**WHAT IS REQUIRED**
Can you convert the records, from their start through the line containing "[(615, 79)]", into a two-column CSV with columns named task and answer, one row per record, with each value in a single quoted field and line breaks turned into spaces?

[Begin PROVIDED DATA]

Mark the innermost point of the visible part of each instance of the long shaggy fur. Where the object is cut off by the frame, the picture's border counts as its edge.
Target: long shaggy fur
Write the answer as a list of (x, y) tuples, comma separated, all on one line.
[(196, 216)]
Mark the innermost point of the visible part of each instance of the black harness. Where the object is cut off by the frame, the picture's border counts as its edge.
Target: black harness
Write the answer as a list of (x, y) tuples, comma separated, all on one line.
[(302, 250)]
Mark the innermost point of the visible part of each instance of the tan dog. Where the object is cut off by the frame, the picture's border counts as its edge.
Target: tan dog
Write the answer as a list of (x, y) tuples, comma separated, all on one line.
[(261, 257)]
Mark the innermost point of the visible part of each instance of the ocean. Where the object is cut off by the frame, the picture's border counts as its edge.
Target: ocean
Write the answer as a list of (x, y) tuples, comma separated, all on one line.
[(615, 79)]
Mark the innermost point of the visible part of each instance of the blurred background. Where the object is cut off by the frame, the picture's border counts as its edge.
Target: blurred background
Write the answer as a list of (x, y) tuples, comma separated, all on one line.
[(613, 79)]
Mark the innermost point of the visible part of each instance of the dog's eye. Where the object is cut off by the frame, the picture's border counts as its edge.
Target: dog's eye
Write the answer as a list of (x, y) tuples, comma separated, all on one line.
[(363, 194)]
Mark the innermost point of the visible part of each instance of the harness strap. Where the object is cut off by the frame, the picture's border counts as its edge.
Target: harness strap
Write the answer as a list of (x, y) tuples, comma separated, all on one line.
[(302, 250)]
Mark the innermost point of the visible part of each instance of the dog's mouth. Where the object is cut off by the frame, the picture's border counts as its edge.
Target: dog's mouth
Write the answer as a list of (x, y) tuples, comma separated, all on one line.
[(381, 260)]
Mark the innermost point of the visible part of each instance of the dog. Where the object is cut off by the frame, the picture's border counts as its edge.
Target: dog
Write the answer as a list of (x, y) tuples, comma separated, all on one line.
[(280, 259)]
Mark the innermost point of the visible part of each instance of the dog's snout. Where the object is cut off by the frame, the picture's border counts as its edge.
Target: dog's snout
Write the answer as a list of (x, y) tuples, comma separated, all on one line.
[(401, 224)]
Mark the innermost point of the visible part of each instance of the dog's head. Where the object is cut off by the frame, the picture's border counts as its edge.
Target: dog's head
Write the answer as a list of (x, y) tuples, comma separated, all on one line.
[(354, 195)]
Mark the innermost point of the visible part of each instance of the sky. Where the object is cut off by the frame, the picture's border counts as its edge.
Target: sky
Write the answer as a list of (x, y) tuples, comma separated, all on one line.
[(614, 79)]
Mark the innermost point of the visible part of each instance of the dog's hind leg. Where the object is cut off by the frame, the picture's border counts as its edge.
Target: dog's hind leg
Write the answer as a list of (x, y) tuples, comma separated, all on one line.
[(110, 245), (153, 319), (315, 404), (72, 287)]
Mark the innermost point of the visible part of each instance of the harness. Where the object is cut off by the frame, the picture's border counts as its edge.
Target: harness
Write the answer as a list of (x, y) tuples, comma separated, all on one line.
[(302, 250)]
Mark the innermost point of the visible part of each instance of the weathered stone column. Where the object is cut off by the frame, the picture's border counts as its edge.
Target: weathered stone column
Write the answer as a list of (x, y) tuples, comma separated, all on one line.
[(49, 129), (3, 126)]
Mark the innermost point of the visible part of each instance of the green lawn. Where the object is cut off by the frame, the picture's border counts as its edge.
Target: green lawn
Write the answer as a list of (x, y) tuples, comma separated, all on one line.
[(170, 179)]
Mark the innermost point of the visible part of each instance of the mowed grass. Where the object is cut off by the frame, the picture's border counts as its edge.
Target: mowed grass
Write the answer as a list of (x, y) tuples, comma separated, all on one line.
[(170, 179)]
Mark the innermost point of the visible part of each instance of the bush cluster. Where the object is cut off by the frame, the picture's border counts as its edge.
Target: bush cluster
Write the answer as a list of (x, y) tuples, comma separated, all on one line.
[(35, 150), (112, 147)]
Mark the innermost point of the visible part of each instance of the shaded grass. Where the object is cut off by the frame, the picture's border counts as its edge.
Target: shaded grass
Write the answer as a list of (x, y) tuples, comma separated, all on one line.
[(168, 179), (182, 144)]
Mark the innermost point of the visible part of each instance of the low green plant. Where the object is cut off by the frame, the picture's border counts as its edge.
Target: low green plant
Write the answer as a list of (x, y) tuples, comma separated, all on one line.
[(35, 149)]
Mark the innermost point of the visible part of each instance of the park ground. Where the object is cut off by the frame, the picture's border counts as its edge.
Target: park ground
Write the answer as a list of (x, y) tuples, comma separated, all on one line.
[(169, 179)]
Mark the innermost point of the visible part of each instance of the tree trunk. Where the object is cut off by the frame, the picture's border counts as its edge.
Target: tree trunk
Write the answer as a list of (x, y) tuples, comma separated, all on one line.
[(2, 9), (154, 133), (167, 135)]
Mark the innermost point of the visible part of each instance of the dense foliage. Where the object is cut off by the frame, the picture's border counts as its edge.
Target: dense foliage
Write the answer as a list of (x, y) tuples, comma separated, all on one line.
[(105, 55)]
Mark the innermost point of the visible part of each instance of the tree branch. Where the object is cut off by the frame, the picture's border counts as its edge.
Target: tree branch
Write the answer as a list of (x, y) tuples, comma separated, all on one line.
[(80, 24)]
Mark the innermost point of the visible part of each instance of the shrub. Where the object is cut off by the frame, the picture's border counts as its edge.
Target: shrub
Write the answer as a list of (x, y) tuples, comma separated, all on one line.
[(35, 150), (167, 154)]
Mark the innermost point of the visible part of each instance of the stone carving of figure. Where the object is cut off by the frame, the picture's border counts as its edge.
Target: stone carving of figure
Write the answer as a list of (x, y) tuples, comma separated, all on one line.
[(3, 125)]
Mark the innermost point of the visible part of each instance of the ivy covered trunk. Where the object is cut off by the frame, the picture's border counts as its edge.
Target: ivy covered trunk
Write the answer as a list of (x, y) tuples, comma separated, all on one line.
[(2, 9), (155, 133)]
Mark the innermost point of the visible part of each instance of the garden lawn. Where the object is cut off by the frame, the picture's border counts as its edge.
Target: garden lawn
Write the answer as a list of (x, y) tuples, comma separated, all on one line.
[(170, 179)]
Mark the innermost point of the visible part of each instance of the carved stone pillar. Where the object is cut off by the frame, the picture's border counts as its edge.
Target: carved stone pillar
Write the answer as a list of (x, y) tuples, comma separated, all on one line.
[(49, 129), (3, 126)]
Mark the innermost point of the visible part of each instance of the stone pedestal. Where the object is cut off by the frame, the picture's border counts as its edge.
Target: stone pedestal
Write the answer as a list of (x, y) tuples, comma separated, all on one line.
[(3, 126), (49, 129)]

[End PROVIDED DATA]

**CORRECT ANSWER**
task,answer
"Mark the innermost point of the visible part of each instance of the long shaggy fur. Where the object is cut off by the frame, the picture's border counts as its edge. Target: long shaggy fur Write the answer as a list of (x, y) tuples, comma separated, all on one line.","[(196, 216)]"
"Mark the innermost point of the visible part of each instance of the black harness. Where the object is cut off by the frame, the picture's border counts as its edge. Target: black harness Write the answer as a list of (x, y) tuples, comma separated, all on one line.","[(302, 250)]"
"Mark the innermost point of the visible part of each instance of the tan dog. Where the object is cut off by the frame, the picture's border counts as its edge. Target: tan dog Write the answer as a list of (x, y) tuples, comma separated, all on one line.","[(261, 257)]"
"Mark the innermost point of the visible part of each instance of the ocean. Where the object is cut off by the frame, the picture's border counts as its edge. Target: ocean Write the answer as a list of (x, y) tuples, comma separated, all on one line.","[(615, 79)]"